START Records supplied

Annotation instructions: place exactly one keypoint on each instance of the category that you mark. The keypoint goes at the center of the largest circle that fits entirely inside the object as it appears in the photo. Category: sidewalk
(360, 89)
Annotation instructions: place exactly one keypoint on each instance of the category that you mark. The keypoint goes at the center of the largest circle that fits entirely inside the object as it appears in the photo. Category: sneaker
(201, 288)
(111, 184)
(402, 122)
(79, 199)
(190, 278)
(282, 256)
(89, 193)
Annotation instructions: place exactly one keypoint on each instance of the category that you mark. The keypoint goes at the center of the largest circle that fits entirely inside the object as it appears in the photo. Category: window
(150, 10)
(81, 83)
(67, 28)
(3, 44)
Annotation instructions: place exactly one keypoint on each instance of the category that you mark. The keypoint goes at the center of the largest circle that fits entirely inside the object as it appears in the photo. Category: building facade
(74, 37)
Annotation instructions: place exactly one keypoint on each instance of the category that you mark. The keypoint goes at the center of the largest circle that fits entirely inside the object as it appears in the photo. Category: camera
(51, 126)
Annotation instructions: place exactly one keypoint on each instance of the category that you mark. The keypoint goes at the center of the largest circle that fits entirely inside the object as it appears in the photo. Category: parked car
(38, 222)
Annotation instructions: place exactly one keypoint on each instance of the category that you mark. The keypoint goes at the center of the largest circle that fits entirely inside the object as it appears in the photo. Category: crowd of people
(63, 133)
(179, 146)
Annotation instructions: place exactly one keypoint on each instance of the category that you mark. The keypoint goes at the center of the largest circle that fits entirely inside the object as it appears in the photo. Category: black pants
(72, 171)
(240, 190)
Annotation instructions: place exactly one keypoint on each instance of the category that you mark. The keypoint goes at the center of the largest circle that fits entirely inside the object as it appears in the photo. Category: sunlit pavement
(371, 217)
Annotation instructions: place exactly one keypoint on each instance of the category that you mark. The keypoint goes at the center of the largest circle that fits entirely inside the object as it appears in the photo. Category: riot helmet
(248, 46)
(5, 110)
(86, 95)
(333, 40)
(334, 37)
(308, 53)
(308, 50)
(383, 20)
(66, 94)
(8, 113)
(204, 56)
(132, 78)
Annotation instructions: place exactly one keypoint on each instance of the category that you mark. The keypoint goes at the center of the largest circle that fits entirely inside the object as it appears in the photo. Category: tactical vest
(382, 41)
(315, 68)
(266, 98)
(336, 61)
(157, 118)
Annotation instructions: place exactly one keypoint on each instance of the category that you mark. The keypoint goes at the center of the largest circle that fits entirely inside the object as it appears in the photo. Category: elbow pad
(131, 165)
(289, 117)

END Records supplied
START Records supplied

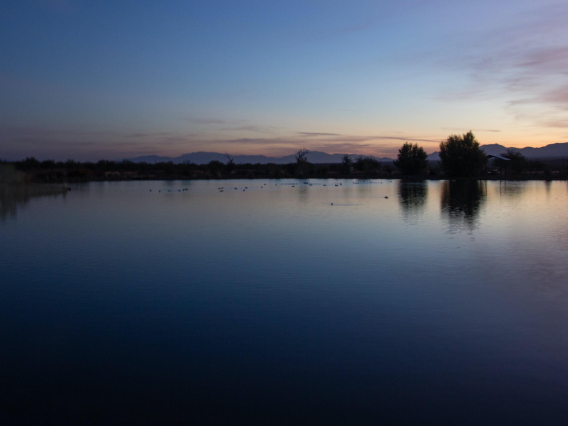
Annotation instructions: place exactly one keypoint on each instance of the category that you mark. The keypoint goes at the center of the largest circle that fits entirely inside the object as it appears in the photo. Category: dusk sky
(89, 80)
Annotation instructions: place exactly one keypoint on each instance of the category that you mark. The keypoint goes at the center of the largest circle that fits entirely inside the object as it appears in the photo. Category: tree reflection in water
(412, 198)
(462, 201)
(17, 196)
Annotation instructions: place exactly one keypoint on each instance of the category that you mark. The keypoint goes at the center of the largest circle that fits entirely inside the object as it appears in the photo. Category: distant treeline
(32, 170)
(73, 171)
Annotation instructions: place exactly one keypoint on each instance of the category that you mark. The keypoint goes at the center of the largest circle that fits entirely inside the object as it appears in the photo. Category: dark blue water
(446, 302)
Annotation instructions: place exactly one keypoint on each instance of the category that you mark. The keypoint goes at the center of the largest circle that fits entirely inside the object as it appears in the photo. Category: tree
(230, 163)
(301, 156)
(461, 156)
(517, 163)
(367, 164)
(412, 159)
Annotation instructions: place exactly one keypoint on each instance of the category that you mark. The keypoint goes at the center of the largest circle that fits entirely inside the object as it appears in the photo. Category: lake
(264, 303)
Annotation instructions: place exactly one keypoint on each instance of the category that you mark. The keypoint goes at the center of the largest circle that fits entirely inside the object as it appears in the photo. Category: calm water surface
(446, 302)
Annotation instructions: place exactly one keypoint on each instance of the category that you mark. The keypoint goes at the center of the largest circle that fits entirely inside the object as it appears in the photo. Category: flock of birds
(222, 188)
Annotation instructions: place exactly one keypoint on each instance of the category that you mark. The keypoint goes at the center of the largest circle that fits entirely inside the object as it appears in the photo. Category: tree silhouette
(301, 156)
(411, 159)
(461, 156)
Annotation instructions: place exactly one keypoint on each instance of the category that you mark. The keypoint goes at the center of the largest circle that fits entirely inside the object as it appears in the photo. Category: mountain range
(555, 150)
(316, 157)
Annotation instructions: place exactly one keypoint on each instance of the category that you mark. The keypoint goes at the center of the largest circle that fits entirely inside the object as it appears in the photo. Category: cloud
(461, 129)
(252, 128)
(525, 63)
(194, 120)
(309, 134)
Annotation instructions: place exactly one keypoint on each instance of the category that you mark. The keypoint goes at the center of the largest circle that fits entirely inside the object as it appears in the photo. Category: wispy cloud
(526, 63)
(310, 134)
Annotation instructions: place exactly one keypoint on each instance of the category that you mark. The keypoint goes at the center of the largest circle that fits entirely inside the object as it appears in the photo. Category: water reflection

END Records supplied

> [Work required]: Look above for the line holding "calm water surface", then set down exactly that line and every line after it up to and including the line holding "Category: water reflection", with nothing else.

> [Solution to the exercise]:
Annotation instructions: place exactly one keypoint on each instance of the category that you mark. The keypoint goes at the center of the largest circle that fits entirely inside the object as it appears in the photo. Category: calm water surface
(446, 302)
Annotation instructions: place exactly one keypoint on each instance of the category that you mark. The keypoint goes at the center of the largest circle that fits entirely inside the object as it appears in the photo. Category: flock of birds
(222, 188)
Annotation instructions: place exactly one keypoint on each instance of the category that you mark. The keypoint goes at the center of the largest circle that fits entirely inside the object as it appears in the photo. Category: tree silhouette
(301, 156)
(411, 159)
(461, 156)
Annotation instructions: place exactly one keypoint on each instance of the category that you mark. The keypoint goes at the center of the largest circle that fits entirely inside the object as it appears in the photo. Category: mountain range
(555, 150)
(316, 157)
Annotation instructions: place exactly one keypoint on each instance of the category that you mark. The keypoint goes at the center of the largest circle that fits entirely inside the object as it appears in the photo. Category: cloud
(461, 129)
(252, 128)
(525, 63)
(194, 120)
(309, 134)
Annotation instructions: place exactly one keypoint on each instance of the category that you mark. The keypoint goes at the center of the largest circle that fits entirely inside the object as it appears in the photo. Category: wispy cloud
(526, 63)
(310, 134)
Annotation instructions: place exactly one keypoint on each instance of the category that you mark. The keypoint goes at the center of the largest circle that fits entirely inside the object as it appears in the photo. Category: water reflection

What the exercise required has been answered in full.